- Text segment -
+-------+

Mokhiber: Ari, could I follow up on that?
Randall Robinson of TransAfrica Forum has written a book on this called
The Debt: What America Owes To Blacks. He says it's not just history
from 200 years ago. He calls for reparations to African Americans for
the present day racism that stems from 240 years of slavery.
If I could just read you this one sentence: "No race, ethnic, or
religious group has suffered as much and so long as blacks have and
still do at the hands of those that benefited from slavery and the
century of legalized American racial hostility that followed it."
So, exactly how is it different from compensation to Japanese
Ari Fleischer: Russell, in the President's speech to the Urban League
today, the President stressed that there are real problems that America
faces today as a result of racial disparity. He cited education, as well
as the need to bring people together in this country. The gap between
African American reading scores and white American reading scores is
wide and it needs to be closed.
The President wants to focus on issues that will do the most to help
people have a chance in life and that involves a focus on education.

+-------+

- Recorded information -
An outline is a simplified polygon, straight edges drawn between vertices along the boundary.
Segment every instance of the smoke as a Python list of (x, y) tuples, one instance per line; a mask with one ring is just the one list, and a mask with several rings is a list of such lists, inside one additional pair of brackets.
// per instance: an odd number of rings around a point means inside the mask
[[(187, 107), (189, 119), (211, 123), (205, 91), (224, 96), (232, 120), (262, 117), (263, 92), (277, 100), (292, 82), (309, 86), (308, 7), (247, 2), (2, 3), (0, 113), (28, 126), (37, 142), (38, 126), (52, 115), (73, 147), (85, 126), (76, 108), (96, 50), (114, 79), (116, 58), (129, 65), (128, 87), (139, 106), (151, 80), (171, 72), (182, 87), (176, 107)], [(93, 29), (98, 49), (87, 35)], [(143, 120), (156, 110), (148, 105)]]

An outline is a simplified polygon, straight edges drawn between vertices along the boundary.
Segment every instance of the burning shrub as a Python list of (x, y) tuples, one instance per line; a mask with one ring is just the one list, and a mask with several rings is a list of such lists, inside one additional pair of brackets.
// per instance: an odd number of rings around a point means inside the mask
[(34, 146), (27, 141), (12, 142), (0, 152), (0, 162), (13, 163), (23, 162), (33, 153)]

+-------+

- Problem -
Summarize the briefing exchange in two sentences.

- Answer -
Mokhiber cites Randall Robinson's book The Debt: What America Owes To Blacks, which calls for reparations to African Americans for present-day racism stemming from 240 years of slavery. Ari Fleischer replies that in his Urban League speech the President stressed real problems caused by racial disparity, such as the wide gap in reading scores, and wants to focus on education.